### SUPPLIED RECORDS

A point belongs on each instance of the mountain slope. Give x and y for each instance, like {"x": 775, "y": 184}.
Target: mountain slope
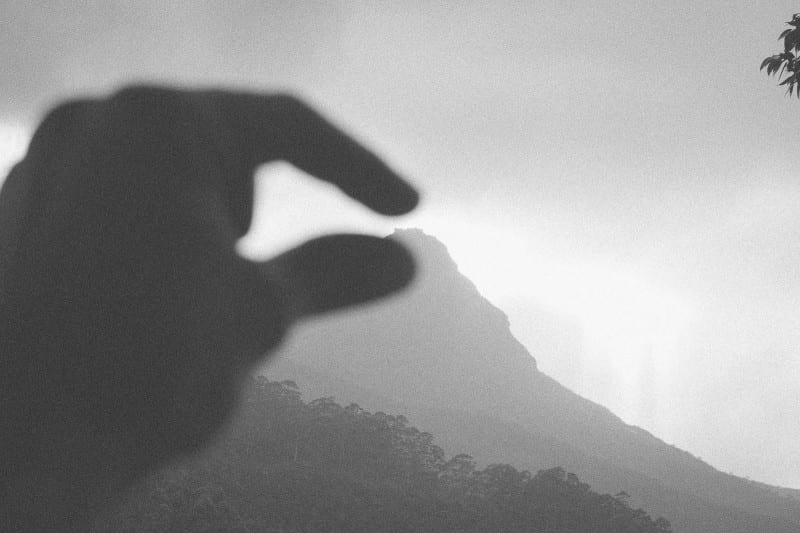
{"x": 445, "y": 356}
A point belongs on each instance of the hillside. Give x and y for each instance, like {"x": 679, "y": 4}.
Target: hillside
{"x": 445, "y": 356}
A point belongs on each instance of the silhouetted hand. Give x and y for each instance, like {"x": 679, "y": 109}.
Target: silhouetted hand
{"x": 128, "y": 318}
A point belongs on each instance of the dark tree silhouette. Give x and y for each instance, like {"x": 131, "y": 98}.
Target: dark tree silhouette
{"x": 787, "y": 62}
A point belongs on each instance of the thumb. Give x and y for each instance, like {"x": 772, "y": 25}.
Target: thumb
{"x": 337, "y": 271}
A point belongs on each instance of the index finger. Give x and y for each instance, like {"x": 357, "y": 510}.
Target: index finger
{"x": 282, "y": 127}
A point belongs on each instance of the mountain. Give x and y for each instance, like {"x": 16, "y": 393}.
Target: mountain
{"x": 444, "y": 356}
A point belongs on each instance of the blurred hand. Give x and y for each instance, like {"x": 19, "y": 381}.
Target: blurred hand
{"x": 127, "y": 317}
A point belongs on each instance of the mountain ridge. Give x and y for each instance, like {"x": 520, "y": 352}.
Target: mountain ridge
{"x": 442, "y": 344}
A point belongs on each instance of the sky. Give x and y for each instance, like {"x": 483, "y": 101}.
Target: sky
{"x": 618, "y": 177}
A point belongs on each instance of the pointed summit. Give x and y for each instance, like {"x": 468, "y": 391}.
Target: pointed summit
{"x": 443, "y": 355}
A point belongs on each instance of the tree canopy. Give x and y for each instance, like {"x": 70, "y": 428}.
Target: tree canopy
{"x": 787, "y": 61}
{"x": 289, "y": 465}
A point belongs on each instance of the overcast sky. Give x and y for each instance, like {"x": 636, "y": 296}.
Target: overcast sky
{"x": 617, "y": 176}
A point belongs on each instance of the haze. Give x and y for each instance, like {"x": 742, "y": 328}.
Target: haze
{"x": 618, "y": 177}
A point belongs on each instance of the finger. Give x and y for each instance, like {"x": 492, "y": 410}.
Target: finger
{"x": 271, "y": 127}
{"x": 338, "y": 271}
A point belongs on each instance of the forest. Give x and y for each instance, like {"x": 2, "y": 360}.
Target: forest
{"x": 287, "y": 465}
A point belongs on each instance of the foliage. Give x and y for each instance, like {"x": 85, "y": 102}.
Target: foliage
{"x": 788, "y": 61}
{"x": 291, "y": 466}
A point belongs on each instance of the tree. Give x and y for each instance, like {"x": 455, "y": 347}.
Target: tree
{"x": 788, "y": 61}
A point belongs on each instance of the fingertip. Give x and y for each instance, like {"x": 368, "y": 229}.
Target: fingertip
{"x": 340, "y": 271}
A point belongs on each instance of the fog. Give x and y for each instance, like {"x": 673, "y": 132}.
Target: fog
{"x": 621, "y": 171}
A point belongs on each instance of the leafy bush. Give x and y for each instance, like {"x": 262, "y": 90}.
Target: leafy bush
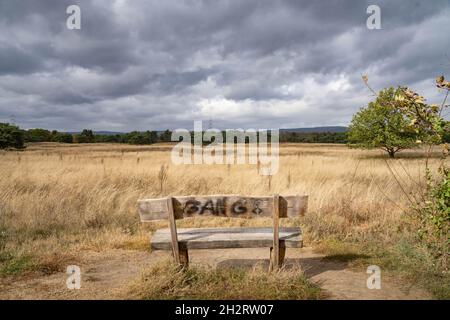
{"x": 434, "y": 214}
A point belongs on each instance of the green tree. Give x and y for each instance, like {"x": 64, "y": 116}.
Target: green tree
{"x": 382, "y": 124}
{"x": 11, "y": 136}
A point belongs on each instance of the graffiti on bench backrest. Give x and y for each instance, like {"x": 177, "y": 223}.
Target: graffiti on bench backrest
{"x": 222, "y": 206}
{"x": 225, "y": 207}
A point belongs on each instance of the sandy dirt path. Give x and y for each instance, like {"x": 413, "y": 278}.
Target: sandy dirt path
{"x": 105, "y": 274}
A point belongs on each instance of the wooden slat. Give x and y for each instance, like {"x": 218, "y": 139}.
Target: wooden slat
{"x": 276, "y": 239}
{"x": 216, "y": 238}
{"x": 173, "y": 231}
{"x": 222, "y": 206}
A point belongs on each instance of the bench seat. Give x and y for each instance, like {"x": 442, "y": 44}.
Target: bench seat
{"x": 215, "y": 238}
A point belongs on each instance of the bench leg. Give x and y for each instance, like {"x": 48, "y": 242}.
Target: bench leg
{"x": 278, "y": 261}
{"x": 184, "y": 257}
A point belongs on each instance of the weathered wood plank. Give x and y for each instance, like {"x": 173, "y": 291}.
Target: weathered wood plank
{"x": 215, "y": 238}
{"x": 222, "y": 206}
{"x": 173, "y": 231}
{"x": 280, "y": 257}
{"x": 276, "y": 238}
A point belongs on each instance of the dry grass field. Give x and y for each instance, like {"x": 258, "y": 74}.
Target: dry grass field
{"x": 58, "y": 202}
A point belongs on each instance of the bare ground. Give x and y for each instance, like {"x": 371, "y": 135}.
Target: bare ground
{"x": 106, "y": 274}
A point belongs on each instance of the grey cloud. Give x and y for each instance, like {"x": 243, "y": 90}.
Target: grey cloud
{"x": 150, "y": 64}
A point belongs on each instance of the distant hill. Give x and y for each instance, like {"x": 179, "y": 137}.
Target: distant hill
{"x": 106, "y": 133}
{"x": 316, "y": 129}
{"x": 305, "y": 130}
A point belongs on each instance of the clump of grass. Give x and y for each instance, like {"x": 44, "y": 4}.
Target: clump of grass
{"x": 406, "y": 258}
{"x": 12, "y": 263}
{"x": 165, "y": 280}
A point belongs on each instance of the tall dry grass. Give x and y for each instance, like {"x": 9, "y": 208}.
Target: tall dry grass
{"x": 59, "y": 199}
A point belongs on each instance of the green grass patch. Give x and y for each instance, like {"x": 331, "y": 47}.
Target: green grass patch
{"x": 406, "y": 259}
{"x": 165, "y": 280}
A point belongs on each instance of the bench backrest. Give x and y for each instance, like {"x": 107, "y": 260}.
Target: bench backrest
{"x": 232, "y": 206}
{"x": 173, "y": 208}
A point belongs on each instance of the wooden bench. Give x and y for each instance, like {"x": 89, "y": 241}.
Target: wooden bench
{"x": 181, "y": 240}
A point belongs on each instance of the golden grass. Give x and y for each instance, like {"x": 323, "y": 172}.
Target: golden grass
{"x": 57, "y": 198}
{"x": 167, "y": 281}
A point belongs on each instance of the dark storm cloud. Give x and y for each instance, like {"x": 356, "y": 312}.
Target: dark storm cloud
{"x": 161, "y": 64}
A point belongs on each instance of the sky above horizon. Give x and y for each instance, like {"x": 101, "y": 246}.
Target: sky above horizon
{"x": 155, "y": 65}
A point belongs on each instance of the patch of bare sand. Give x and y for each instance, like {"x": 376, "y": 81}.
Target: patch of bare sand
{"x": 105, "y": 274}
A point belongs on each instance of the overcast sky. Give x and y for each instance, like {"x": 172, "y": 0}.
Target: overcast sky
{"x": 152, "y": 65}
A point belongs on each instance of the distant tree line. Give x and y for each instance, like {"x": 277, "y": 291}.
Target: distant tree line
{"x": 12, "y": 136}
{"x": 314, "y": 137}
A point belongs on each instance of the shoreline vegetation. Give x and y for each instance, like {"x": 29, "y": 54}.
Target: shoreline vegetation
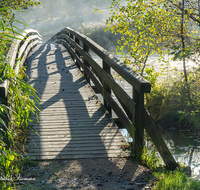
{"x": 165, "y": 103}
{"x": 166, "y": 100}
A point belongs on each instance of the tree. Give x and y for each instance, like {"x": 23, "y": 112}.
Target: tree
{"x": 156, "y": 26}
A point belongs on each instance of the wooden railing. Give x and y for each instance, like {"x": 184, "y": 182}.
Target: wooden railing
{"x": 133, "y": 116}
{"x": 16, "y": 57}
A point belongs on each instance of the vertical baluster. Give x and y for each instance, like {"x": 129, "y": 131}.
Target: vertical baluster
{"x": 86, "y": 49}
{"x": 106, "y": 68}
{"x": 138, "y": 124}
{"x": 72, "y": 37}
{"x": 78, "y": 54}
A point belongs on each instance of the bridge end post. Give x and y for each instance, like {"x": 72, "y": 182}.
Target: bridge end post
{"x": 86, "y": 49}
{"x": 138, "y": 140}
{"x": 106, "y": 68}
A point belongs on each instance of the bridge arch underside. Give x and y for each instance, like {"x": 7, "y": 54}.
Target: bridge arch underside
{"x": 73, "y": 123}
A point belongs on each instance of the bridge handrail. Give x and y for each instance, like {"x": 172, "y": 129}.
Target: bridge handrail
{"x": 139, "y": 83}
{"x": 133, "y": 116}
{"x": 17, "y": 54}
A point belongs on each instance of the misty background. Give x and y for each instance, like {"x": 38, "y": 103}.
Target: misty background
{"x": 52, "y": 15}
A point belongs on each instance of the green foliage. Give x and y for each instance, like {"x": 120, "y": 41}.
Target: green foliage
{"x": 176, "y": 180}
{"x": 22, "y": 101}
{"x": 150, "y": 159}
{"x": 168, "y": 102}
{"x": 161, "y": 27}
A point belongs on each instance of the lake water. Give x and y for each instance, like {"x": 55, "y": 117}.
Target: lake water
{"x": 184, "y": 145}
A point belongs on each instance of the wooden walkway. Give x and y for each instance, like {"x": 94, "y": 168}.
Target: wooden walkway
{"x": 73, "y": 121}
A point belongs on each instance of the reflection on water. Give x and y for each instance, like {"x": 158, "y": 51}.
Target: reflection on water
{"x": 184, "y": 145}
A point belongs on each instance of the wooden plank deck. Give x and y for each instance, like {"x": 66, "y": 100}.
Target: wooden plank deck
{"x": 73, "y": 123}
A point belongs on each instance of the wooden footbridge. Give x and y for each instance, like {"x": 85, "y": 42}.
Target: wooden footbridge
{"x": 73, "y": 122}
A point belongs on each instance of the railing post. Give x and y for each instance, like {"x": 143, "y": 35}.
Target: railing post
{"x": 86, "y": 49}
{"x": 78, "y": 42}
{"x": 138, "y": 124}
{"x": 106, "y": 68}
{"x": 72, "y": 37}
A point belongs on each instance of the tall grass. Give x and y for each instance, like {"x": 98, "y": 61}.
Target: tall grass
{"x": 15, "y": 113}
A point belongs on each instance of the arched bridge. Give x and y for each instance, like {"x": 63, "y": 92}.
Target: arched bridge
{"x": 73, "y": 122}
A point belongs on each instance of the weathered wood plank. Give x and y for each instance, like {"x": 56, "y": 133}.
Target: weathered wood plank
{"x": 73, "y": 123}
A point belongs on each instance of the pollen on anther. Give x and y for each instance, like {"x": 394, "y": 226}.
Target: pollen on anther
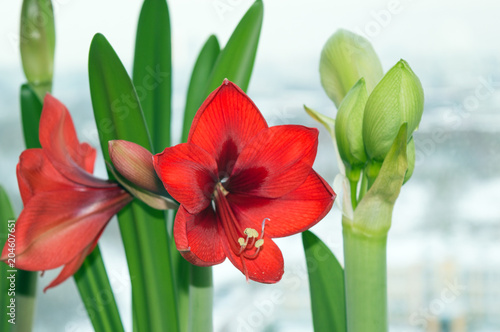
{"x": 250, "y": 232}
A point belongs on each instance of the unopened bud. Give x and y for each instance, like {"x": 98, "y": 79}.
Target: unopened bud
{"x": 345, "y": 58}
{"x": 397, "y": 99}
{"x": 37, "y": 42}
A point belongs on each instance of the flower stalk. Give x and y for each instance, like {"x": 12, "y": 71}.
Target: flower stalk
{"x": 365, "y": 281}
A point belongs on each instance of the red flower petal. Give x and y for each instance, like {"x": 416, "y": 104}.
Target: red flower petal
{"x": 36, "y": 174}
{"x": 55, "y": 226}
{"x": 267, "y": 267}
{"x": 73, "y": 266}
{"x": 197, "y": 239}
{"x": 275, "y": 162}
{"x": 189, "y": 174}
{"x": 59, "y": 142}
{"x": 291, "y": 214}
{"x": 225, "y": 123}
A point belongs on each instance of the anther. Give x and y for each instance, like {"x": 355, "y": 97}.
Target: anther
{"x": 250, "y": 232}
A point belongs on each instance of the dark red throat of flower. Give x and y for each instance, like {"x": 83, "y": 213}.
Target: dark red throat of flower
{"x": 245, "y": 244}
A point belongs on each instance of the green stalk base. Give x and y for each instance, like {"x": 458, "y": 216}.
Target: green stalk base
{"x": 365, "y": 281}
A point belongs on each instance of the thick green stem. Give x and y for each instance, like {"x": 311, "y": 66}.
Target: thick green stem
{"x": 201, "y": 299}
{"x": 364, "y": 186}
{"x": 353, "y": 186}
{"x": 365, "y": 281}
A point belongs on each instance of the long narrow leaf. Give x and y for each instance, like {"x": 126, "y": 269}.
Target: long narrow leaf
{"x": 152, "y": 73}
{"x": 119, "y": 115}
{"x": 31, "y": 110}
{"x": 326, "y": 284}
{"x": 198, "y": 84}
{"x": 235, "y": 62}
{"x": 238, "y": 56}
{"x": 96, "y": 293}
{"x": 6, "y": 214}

######

▶ **BRIEF**
Every line from the one containing "A point belongs on each instance of the green stalk" through the end of the entries above must be echoed exactly, with both ends kept.

▶ **WRITTEN RESPONSE**
A point belongs on each instance of the green stalk base. Give x and y for each instance, like {"x": 458, "y": 216}.
Target: green stalk base
{"x": 365, "y": 281}
A point belongs on each instance of the thick green stem. Give x and y for each instance, like {"x": 311, "y": 66}.
Target: thick green stem
{"x": 201, "y": 299}
{"x": 364, "y": 186}
{"x": 353, "y": 186}
{"x": 365, "y": 281}
A point belongs on each instance of the long narrow leaf. Give x and y for each instance, like {"x": 126, "y": 269}.
Target: long narrow leaf
{"x": 152, "y": 73}
{"x": 119, "y": 115}
{"x": 31, "y": 110}
{"x": 326, "y": 284}
{"x": 198, "y": 84}
{"x": 235, "y": 62}
{"x": 238, "y": 56}
{"x": 96, "y": 293}
{"x": 6, "y": 214}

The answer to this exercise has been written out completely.